Как видно из цитаты, «приемы точности» (отказ от пропусков, переводческих разъяснений непосредственно в тексте, поиска синонимов вместо повторяющегося у автора слова и т. п.) применяются для того, чтобы передать стиль писателя (вообще, слово «стиль» чрезвычайно важно в лексиконе Ланна); чтобы создать как можно более полное представление об авторе у читателя. «Когда мы называем формальный принцип точности перевода ключом к стилю оригинала, мы разумеем только, что никакой другой принцип не дает возможности в условиях иной языковой системы воссоздать стиль писателя, – пишет Лани и завершает статью теми же словами. – Какова бы ни была ценность нашего перевода “Записок”, мы руководились принципом: только точность перевода, конкретное значение которой мы пытались выше осветить, поможет читателю получить правильное представление о стиле любого из иноязычных писателей» [Там же, с. 157, 171].

Как ни поразительно это покажется, статья Ланна по многим позициям чрезвычайно созвучна ранним статьям Чуковского в брошюрах «Всемирной литературы» – несмотря на то что мы сейчас склонны воспринимать этих двух авторов как представителей враждебных лагерей. Для иллюстрации можно сравнить следующие положения Ланна и раннего Чуковского:

Чуковский, 1919

«…идеал нашей эпохи – научная, об’ективно-определимая точность, во всем, даже в мельчайших подробностях, и приблизительные переводы кажутся нам беззаконием».

Панн, 1939

«Едва ли не самым основным условием, которому должен удовлетворять современный художественный перевод, является точность перевода».

Чуковский, 1919

«Переводчик художественной прозы не фотографирует подлинник, а творчески воссоздает его».

Панн, 1939

«…неоспоримо, что понятие “точности перевода” есть наименее точное понятие. Буквальное его истолкование приводит к принципу калькирующего перевода (через кальку). Последовательно проводимый, этот принцип ведет зачастую к таким переводческим курьезам, которые слишком очевидны».

Чуковский, 1919

«Одна из лучших переводчиц, М.А. Шишмарева, в своем отличном переводе романа “Наш Общий Друг” перевела одну фразу так:

“Вся их мебель, все их друзья, вся их прислуга, их серебро, их карета и сами они были с иголочки новыми”, – между тем, как в подлиннике сказано: “Их мебель была новая, все их друзья были новые, вся их прислуга была новая, их серебро было новое, их карета была новая, их сбруя была новая, их лошади были новые, их картины были новые, они сами были новые”.

Автору было угодно повторить одно и то же прилагательное при каждом из девяти существительных. Переводчица же, пренебрегшая этим настойчивым, девятикратным повторением, обеднила, обкарнала всю фразу и отняла у нее ритм».

ПИСЬМЕННОЕ ЗАДАНИЕ 1 →
Ответьте по тексту о точности перевода:
(а) Какое слово названо чрезвычайно важным в лексиконе Ланна?
(б) Каким годом помечены высказывания Чуковского?
(в) Кого Чуковский называет одной из лучших переводчиц?
ПИСЬМЕННОЕ ЗАДАНИЕ 2 →
Определите, согласуется ли каждое утверждение с текстом о точности перевода. Ответьте «да» или «нет» и приведите решающие слова текста.
(а) Чуковский считал, что переводчик художественной прозы фотографирует подлинник.
(б) Буквальное истолкование понятия точности ведёт к принципу калькирующего перевода.
(в) Сейчас этих двух авторов склонны воспринимать как представителей враждебных лагерей.
Строки, приведённые далее, здесь никакой роли не играют.

ПРИВЕДЁННЫЕ СТРОКИ →

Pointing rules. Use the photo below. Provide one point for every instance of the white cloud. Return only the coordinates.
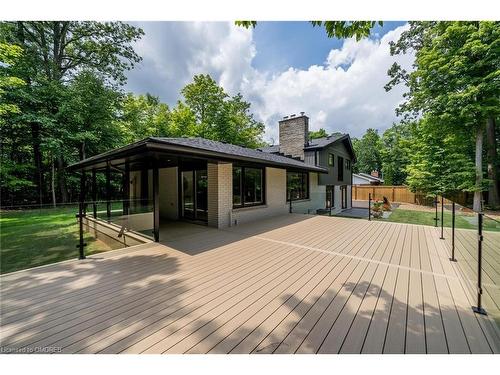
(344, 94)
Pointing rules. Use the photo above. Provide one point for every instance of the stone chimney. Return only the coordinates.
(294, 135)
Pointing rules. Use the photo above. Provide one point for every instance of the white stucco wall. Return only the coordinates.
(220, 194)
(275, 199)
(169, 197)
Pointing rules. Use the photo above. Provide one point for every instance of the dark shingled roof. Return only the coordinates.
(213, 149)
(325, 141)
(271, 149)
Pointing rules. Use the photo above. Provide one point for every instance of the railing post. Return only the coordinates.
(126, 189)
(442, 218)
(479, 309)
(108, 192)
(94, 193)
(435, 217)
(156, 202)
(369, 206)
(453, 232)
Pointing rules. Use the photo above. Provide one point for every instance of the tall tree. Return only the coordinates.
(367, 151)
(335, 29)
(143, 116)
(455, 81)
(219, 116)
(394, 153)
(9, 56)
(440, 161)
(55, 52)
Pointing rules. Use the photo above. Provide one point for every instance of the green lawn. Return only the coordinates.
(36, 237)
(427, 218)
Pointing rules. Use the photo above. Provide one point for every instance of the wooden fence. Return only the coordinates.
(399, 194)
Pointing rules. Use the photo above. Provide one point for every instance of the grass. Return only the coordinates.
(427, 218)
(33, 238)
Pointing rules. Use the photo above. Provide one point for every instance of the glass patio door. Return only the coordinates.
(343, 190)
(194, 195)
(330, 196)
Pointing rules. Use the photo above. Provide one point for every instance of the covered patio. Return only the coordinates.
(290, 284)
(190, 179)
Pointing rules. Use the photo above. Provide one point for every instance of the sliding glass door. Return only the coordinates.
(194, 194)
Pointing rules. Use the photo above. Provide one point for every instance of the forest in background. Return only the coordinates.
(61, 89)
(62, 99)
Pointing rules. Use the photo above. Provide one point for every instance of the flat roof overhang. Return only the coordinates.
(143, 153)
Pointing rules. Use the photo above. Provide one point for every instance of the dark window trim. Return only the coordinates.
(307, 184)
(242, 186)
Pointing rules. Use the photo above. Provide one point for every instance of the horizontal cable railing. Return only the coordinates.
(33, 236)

...

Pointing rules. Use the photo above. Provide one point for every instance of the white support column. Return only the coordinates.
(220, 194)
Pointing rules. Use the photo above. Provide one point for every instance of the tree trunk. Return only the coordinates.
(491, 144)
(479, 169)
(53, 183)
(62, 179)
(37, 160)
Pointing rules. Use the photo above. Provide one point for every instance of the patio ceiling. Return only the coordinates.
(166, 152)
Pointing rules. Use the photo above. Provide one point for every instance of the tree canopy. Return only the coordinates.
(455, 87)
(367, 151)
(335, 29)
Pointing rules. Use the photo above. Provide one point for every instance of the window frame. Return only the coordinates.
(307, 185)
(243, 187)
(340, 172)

==

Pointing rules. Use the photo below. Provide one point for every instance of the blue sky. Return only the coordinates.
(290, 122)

РЕШЕНИЕ С РАЗБОРОМ 1 →
(а) Слово «стиль».
(б) 1919 годом.
(в) М.А. Шишмареву.

РЕШЕНИЕ С РАЗБОРОМ 2 →
(а) Нет: «Переводчик художественной прозы не фотографирует подлинник, а творчески воссоздает его».
(б) Да: «Буквальное его истолкование приводит к принципу калькирующего перевода (через кальку)».
(в) Да: «мы сейчас склонны воспринимать этих двух авторов как представителей враждебных лагерей».